[Supplied material]
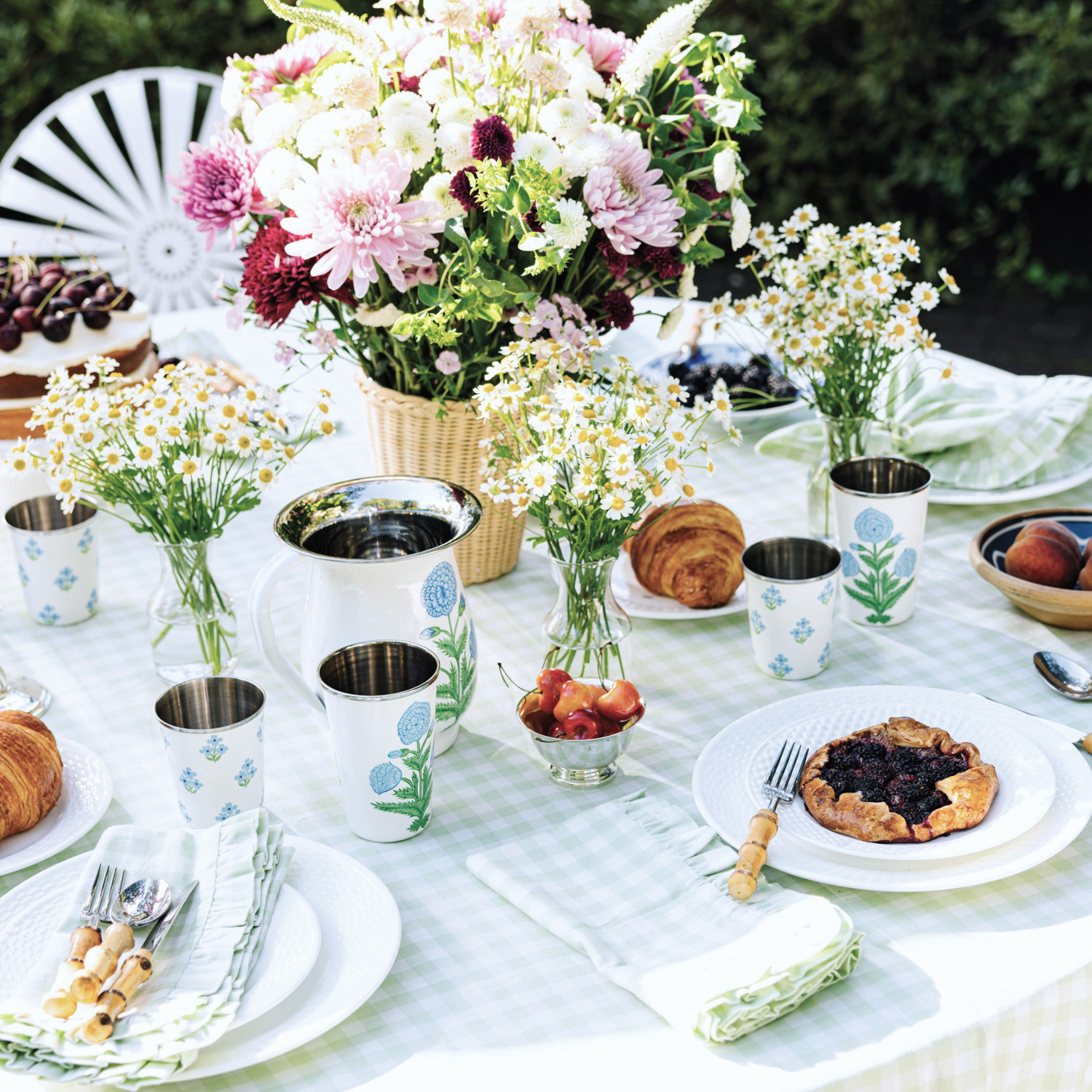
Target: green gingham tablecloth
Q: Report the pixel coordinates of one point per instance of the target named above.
(989, 987)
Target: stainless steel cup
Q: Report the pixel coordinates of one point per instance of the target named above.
(380, 699)
(213, 731)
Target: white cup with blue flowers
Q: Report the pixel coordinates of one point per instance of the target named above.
(57, 559)
(792, 589)
(380, 699)
(213, 732)
(880, 505)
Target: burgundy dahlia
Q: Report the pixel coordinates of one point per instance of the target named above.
(461, 190)
(618, 308)
(275, 281)
(491, 139)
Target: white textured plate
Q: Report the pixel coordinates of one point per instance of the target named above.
(1024, 772)
(638, 602)
(1064, 820)
(362, 932)
(87, 788)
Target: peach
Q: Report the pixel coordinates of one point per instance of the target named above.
(1051, 529)
(1043, 559)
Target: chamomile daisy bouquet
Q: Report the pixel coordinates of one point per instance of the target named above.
(178, 460)
(585, 451)
(416, 177)
(841, 312)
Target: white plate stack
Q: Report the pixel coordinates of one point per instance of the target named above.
(1043, 803)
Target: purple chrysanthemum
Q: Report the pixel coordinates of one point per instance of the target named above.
(491, 139)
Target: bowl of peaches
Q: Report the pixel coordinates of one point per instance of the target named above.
(580, 727)
(1042, 561)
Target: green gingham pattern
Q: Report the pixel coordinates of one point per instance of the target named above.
(983, 987)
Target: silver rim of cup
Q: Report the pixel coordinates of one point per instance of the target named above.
(771, 557)
(371, 670)
(43, 515)
(215, 703)
(880, 476)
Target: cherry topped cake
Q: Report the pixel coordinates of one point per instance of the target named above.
(900, 781)
(55, 316)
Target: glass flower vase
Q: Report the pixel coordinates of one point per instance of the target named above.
(843, 438)
(191, 618)
(587, 631)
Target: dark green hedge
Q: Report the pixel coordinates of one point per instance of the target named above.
(970, 119)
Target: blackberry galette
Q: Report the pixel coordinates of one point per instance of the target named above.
(900, 781)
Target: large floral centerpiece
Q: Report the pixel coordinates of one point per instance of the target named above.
(842, 314)
(587, 450)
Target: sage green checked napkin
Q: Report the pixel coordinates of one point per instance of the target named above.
(1005, 432)
(641, 889)
(201, 968)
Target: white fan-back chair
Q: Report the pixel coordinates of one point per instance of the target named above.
(111, 194)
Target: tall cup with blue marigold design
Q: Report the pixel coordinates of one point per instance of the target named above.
(381, 701)
(880, 504)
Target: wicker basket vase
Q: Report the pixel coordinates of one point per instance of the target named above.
(408, 438)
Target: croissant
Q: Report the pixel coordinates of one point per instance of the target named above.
(30, 772)
(689, 552)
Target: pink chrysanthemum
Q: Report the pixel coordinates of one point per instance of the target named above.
(290, 61)
(218, 185)
(604, 48)
(627, 202)
(354, 216)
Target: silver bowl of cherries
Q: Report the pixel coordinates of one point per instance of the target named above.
(581, 727)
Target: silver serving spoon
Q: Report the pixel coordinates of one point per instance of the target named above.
(1064, 675)
(141, 903)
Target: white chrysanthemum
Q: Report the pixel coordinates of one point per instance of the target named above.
(462, 109)
(661, 36)
(411, 137)
(546, 71)
(740, 223)
(451, 15)
(725, 170)
(454, 142)
(425, 55)
(347, 85)
(436, 87)
(572, 229)
(279, 168)
(524, 19)
(539, 148)
(403, 104)
(565, 119)
(233, 91)
(438, 189)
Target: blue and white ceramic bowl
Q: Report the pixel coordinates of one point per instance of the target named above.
(1068, 609)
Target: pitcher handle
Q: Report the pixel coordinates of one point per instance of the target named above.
(261, 622)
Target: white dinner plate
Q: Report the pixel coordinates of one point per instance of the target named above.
(638, 602)
(1067, 816)
(87, 788)
(362, 932)
(1026, 777)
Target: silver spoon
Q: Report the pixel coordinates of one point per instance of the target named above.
(1064, 675)
(141, 903)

[Work instruction] Nothing but the pictures should be left out when the material above is copied.

[Written response]
Target: green gingham tablecloth
Q: Report the pixel coordinates of one point per instance of the target named above.
(989, 987)
Target: stainless steel cup
Q: Report the pixel coordinates of one point per instance of the target named above.
(380, 699)
(213, 731)
Target: white cup with blue flowers
Q: Report the pixel coordinates of one point per instance of the target named above.
(57, 559)
(792, 589)
(380, 699)
(213, 732)
(880, 505)
Target: burgundy dahlia
Q: Report the pixel coordinates of one point per instance of the target named above.
(461, 190)
(618, 308)
(275, 281)
(491, 139)
Target: white textured plate
Q: Report the pixel coordinates of one point per instance of the target named above.
(1024, 772)
(638, 602)
(1064, 820)
(362, 932)
(87, 788)
Target: peach
Q: Report the pixel coordinates of one point per instance of the target named above.
(1051, 529)
(1043, 559)
Target: chamomile daisy bouquet
Q: Report the pixel coordinates of one point per instance of the target named above.
(178, 460)
(585, 451)
(416, 177)
(841, 312)
Target: white plate stack
Q: Report the pixel coordinates of one point per instance of the target named above.
(1043, 803)
Target: purple chrysanthemum
Q: Report the pixel coordinates of one point per instance of the target named above.
(491, 139)
Target: bowl of peaches
Q: Report the pixel coordinates of one point per instance of the target named above.
(580, 727)
(1042, 561)
Target: green gingham pattern
Q: Report the pixel coordinates of one point per instance of the target named above.
(983, 987)
Target: silver rim of cup
Q: Report the pixel coordinates of one point per instance of the target named above.
(771, 557)
(371, 670)
(43, 515)
(215, 703)
(880, 476)
Target: cherry topped cake
Q: Report the pixel coordinates of one point per instance of the target named above.
(900, 781)
(55, 316)
Target: glass flower vase
Q: Report the pixel coordinates of one point per instance of the target named above.
(843, 438)
(191, 618)
(587, 631)
Target: dark green hedge
Q: Report the pixel coordinates of one point per instance of the target named above.
(970, 119)
Target: blackberry galette
Q: Report the pixel coordinates of one point per instance of the target named above.
(900, 781)
Target: large floral centerpiece
Q: Report the pixel coordinates of one point per instance of the target named above.
(842, 314)
(587, 450)
Target: sage green checked napkin
Q: Report the pixel coordinates of one point per instance of the target named above.
(1005, 432)
(641, 889)
(201, 968)
Target: white fan-back chair
Q: Report the pixel coordinates of one point per instance of the target named above.
(111, 194)
Target: tall cup with blue marigold design
Q: Report the pixel coordinates of one point per instance of the target named above.
(381, 701)
(880, 504)
Target: wicker basket vase
Q: Report the pixel coordinates of one point per instance of the target named above.
(408, 438)
Target: croissant
Q: Report the pixel coordinates of one point per instance of the target named above.
(30, 772)
(689, 552)
Target: pink chrysanthemum
Q: Report the pixel coordinates of one point per instance of the target named above.
(290, 61)
(218, 185)
(604, 48)
(627, 202)
(354, 216)
Target: silver bowl of cherries
Q: Report the pixel coordinates of one point per instance of the target named above.
(581, 727)
Target: silver serving spoon
Q: Report the pixel coordinates of one point per instance of the target named above.
(1064, 675)
(141, 903)
Target: white chrysanthemum
Q: Report the pixel coordinates of one point per instance of the target named above.
(462, 109)
(661, 36)
(411, 137)
(546, 71)
(740, 223)
(451, 15)
(725, 170)
(454, 142)
(425, 55)
(347, 85)
(436, 87)
(572, 229)
(279, 168)
(524, 19)
(539, 148)
(403, 104)
(565, 119)
(233, 91)
(438, 189)
Target: blue and white ceramic bowl
Q: Report the pixel coordinates of one point per instance of the target named above.
(1068, 609)
Target: pitcher handle
Q: Report the pixel coordinates of one point per instance of the target named above.
(261, 622)
Target: white dinner plate
Q: Report the pixel coordinates of one point per instance of the target named above.
(638, 602)
(1067, 816)
(87, 788)
(362, 932)
(1026, 777)
Target: silver spoon
Q: Report the pixel coordinates of one point per instance of the target named above.
(1064, 675)
(141, 903)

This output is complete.